- Work to complete: Your task is to print all of the data word for word.

Entries from a dataset:
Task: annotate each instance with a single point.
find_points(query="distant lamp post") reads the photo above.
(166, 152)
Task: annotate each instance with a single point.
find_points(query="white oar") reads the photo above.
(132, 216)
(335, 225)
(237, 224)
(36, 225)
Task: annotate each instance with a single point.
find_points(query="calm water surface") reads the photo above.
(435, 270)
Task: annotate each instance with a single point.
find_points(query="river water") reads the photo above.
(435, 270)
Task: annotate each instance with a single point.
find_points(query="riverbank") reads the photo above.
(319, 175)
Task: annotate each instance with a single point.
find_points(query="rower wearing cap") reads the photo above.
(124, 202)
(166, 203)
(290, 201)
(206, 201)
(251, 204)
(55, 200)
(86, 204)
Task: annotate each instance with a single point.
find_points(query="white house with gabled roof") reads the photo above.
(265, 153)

- Expected output:
Task: annotate each instance with a single point.
find_points(query="distant lamp post") reads the photo above.
(166, 152)
Task: annotate each instance with a single point.
find_points(query="white oar") reads the photo above.
(132, 216)
(335, 225)
(237, 224)
(36, 225)
Task: annotate each instance with a single point.
find_points(query="calm water surface") reads the photo above.
(435, 270)
Task: annotate each instance with a single point.
find_points(query="river water") reads the photo above.
(435, 270)
Task: annotate each instance with a single point.
find_points(query="riverbank") reads the photo above.
(319, 175)
Task: annotate each instance with a single point.
find_points(query="rower wearing cap") reads the photo above.
(124, 202)
(166, 203)
(290, 201)
(206, 201)
(251, 204)
(55, 200)
(86, 204)
Task: annotate each instance with a single point.
find_points(query="white house with gabled roof") reads the photo above.
(265, 153)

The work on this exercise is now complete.